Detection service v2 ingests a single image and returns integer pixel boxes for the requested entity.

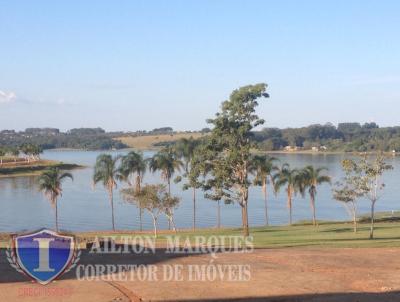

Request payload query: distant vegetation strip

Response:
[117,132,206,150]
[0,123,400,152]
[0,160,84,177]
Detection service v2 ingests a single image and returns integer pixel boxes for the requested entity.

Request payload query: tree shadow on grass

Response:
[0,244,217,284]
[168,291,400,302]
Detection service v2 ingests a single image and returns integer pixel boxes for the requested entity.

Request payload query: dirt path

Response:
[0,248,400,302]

---

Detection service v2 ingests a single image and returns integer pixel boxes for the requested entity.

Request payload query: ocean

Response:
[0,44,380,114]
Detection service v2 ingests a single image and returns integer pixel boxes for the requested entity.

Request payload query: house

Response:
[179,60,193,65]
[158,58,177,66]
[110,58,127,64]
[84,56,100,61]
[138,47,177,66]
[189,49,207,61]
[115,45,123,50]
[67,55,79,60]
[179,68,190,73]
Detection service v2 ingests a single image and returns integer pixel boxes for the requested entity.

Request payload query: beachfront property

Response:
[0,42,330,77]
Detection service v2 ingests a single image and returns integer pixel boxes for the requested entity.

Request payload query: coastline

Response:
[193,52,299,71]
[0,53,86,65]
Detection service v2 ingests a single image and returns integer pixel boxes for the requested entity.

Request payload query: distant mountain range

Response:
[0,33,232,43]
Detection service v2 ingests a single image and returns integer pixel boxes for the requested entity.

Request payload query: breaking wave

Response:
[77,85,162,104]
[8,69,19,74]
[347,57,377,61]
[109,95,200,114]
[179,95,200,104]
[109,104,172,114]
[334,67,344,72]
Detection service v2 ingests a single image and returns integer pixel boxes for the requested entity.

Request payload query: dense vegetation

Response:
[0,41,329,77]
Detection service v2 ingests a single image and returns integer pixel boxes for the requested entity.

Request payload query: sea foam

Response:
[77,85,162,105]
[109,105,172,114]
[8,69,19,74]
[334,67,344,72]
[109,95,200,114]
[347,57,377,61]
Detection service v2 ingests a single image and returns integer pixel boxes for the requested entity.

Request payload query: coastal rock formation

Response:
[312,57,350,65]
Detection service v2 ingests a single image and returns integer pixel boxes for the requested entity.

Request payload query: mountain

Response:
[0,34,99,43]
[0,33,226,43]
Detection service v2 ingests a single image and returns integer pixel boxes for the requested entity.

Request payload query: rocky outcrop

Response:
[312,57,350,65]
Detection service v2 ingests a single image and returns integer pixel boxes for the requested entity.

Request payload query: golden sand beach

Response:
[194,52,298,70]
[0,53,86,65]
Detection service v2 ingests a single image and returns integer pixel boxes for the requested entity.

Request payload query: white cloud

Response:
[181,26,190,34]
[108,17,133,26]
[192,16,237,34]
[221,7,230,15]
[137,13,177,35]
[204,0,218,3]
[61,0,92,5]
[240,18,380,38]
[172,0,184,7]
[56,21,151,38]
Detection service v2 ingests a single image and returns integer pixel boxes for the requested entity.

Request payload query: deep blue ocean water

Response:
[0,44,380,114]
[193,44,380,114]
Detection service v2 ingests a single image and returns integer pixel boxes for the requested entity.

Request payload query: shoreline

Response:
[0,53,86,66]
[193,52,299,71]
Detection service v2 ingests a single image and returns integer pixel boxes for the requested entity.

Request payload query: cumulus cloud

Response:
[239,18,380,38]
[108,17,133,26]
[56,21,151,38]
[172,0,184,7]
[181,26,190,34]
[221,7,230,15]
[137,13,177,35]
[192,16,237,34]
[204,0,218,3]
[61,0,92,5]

(BRIEF):
Count the lines in the listing above that contain the string "ocean", treating uppercase and lowercase as different, and reply with only that number.

(THE COMPLETED TASK):
2